-- begin Passage provided --

CRM Selection and Implementation Best Practices




Below we’ve highlighted key strategies when considering a new CRM implementation or system enhancement:

Upper Management Sponsorship - If management doesn’t believe in the project, why should the employees? You can’t do that by yourself! Many times the difference between a successful CRM strategy and a huge waste of money is backing from the executive suite.

Stakeholder Participation - Once you’ve received executive sponsorship, and prior to developing your CRM strategy or selecting your CRM software, form a CRM team with key representatives from each department to make sure colleagues’ needs and concerns are addressed. Too often companies neglect to include the correct stakeholders, and the initiative fails to meet the needs of those tied to its results. Pick your CRM team wisely - everyone will need to own the customer experience. Remember when forming the team; consider people, process, and technology as all will be affected.

Determine Success Metrics - Define “critical success factors” (CSF) prior to the project’s kick off. Without these metrics, how will you know if your CRM program has been a success?

Define Business Objectives - Your CRM strategy must be designed with agreed-upon and prioritized business objectives and customer requirements in mind.

Customer Identification - Next, agree upon a definition of “customer” - the marketing department of an automobile company might consider a “customer” to be a dealer, but the call center might consider it to be a driver. Solicit consensus from stakeholders and confirm with upper management on this and other key definitions. Can you identify your customers across multiple touch points (retail, call center, mail, catalog, web and e-mail)

Customer Differentiation - Further identify your customers by defining segments - your high-value and high potential customers. Know who you want to serve. Understand what that customer wants? Prioritize. What is the customer worth and what is their potential worth to the company?

Customer Understanding - Now that you’ve identified and segmented your customers, understand what they want, and how they want it from you.

Customer Experience Goal Definition - Sense a theme here? You and your company are the users, but the solution is about your customer. Articulate the customer experience. How should their experience feel? Identify important business interactions e.g. high volume or high cost. Identify interactions that are important to the customer - high involvement and high perceived importance. Evaluate performance: How are these interactions currently handled by your company? Are there opportunities for improvement? Focus on hot spots: Identify the areas that require your greatest focus and will provide the greatest potential return.

-- end Passage provided --
-- begin Dataset records --

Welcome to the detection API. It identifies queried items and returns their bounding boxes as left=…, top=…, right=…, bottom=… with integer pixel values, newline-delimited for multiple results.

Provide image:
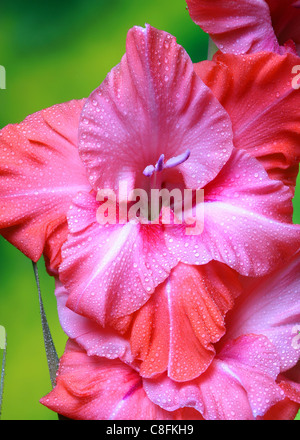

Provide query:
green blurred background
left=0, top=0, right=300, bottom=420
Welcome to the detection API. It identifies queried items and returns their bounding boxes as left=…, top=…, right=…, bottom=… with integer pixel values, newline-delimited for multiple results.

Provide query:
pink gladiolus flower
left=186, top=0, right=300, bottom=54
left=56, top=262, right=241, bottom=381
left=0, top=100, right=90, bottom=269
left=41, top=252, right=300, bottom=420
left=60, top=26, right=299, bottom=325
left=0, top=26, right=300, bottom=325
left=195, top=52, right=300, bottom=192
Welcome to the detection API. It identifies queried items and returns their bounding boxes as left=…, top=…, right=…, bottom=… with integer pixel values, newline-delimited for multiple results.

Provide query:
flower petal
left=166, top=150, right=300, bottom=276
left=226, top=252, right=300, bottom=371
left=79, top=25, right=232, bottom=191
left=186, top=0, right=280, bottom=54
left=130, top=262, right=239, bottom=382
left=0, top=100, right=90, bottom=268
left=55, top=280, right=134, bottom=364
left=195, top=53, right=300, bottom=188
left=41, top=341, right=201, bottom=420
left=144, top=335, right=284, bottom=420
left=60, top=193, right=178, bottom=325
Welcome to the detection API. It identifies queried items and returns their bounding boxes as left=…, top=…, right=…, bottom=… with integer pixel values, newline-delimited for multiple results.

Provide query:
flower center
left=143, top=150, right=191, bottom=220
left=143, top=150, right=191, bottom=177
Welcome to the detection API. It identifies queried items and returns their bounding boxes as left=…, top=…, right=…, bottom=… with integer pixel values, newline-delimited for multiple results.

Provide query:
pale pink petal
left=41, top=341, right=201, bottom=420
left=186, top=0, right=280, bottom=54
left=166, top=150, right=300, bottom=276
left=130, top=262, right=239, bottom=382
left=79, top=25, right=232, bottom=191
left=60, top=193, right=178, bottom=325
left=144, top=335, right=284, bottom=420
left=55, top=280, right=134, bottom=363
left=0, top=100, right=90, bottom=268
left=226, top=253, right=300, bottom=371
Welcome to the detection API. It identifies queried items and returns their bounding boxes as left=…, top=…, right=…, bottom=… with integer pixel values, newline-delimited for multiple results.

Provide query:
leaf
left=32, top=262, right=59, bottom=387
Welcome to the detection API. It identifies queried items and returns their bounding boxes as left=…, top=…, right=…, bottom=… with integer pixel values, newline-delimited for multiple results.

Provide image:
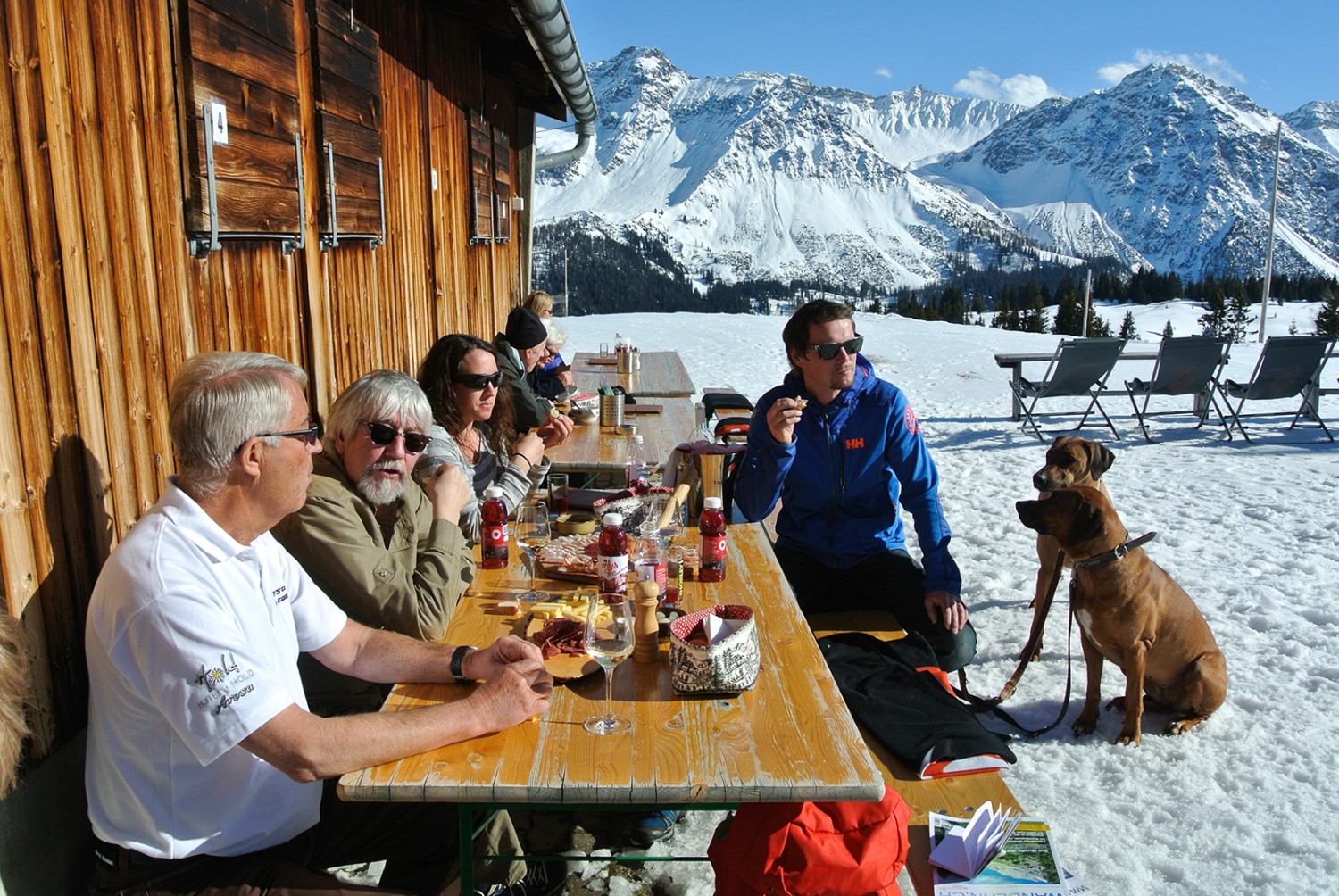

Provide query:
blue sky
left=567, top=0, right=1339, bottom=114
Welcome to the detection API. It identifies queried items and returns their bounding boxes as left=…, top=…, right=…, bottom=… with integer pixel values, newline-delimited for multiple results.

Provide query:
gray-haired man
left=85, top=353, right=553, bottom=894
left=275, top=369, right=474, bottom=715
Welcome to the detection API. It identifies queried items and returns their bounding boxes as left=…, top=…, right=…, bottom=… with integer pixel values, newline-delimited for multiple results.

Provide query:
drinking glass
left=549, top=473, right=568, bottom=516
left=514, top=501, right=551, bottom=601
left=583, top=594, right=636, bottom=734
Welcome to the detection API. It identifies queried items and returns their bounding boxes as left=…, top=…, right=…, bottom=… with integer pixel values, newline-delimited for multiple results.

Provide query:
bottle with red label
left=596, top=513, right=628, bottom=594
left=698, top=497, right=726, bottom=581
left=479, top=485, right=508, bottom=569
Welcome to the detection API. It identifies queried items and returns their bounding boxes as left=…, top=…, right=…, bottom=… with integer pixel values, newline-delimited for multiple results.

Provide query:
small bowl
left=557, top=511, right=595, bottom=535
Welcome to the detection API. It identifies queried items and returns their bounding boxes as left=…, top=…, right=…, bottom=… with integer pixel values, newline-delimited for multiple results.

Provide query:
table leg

-- end Dataset records --

Problems to work on
- 1) According to the CRM best-practices text, why should a company form a team with key representatives from each department before it develops its CRM strategy or selects its software? Answer in one to three sentences.
- 2) Carry on the CRM best-practices text after its final strategy, customer experience goal definition.

Answers to the problems
- 1) A cross-departmental team ensures that colleagues' needs and concerns are addressed. Companies too often neglect to include the correct stakeholders, and the initiative then fails to meet the needs of those tied to its results.

- 2)
Customer Strategy Integration - Today interactive marketing is a fragmented discipline in which marketers work with many different vendors to develop and execute marketing programs. Recognize that disparate databases of customer information prevent companies from gaining a holistic view of the customer throughout the organization. Break down those silos. Line-of-business (LoB) managers are often employing tactics that address products and not customers. That is because they are still looking at accounts on file, rather than at customer relationships e.g. banks that send two offers within a short time span – one that recommends consolidating their debt into a home equity loan and the other that offers a balance transfer for their credit card.

Define and Map Data Requirements and Standardize Data - You’ll need to know what customer data is necessary and from what system it will originate. See your customer through the same lens. A firm understanding of the level of customer data - account or household level - is critical. Do you plan to append external data? If so, what types: household size, income, psychographics, ZIP, real estate information etc.

Since various departments may see your customers quite differently from one another, use one integrated set of analytical data throughout the company to help make key decisions about how much to invest in a particular customer.

Create Customer Engagement Programs (i.e. by cycle: acquisition, growth, and retention) - Customer engagement is a process, not an event. Too often retention is treated as a project, rather than a guiding principle. Move your customers through the lifecycle… to maximize their value.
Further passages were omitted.